[Data items]
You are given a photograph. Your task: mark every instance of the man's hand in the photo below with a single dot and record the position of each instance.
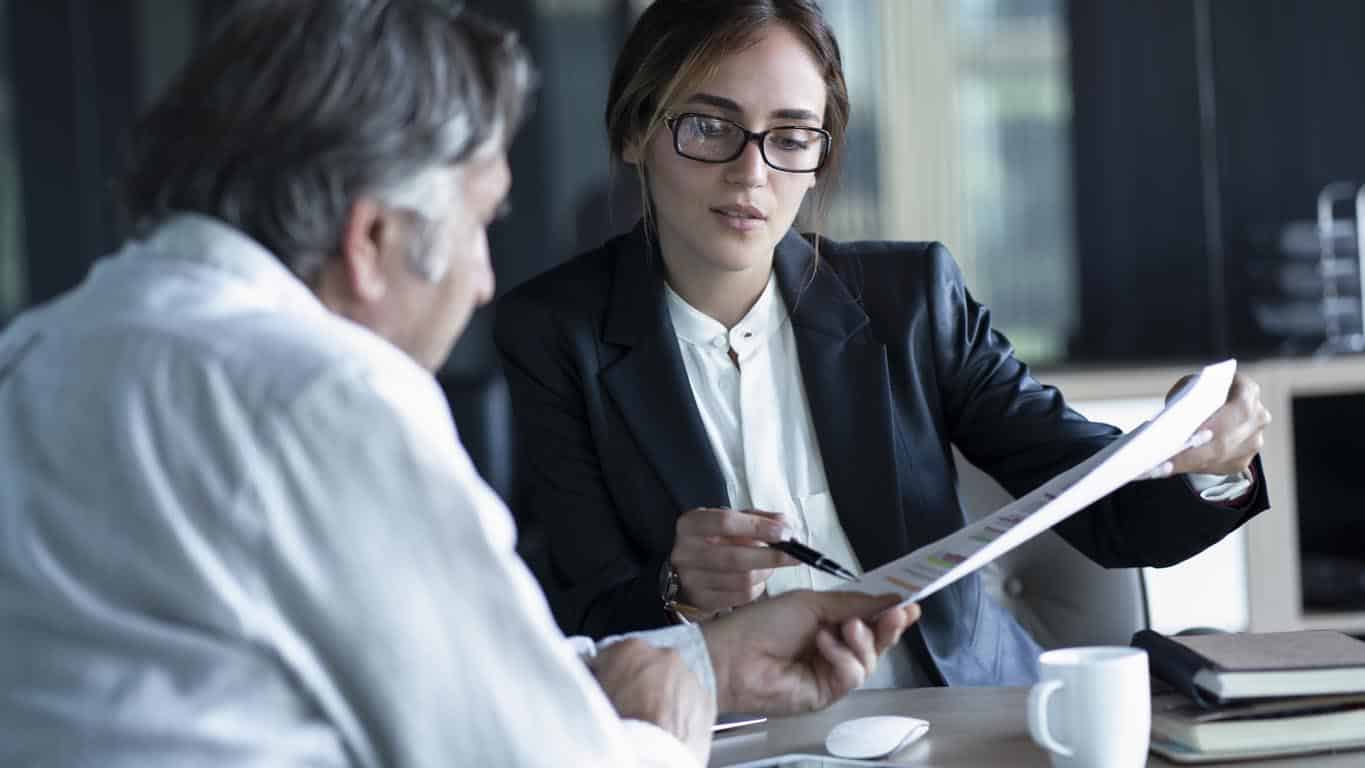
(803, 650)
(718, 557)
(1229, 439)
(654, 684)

--

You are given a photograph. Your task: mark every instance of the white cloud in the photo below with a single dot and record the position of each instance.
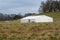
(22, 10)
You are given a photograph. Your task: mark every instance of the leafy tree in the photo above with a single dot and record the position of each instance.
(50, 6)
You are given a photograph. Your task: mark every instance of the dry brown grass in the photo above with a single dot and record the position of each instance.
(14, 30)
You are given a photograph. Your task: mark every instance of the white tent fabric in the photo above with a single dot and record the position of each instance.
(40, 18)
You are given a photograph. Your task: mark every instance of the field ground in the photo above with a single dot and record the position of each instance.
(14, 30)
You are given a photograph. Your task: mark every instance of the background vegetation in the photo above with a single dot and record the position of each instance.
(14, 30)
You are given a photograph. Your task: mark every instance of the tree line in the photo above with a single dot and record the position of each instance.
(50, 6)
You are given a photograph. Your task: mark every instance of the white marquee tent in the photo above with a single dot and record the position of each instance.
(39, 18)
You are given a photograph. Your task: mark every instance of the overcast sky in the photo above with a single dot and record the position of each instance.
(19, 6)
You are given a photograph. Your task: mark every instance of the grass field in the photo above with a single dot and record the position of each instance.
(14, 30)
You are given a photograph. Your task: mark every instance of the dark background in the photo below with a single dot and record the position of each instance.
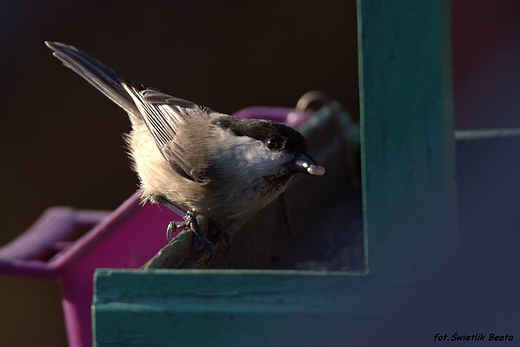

...

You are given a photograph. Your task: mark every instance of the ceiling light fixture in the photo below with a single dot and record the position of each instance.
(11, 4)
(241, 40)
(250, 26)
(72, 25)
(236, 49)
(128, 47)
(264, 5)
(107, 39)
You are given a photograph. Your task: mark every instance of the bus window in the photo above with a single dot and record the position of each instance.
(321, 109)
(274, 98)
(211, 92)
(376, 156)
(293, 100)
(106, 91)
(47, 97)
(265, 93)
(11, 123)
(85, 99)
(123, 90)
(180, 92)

OBJECTIVE:
Count the lines in the rows above that contain the string "field", treating uppercase and lowercase as different. Reply with the number alone.

FINISHED ANSWER:
2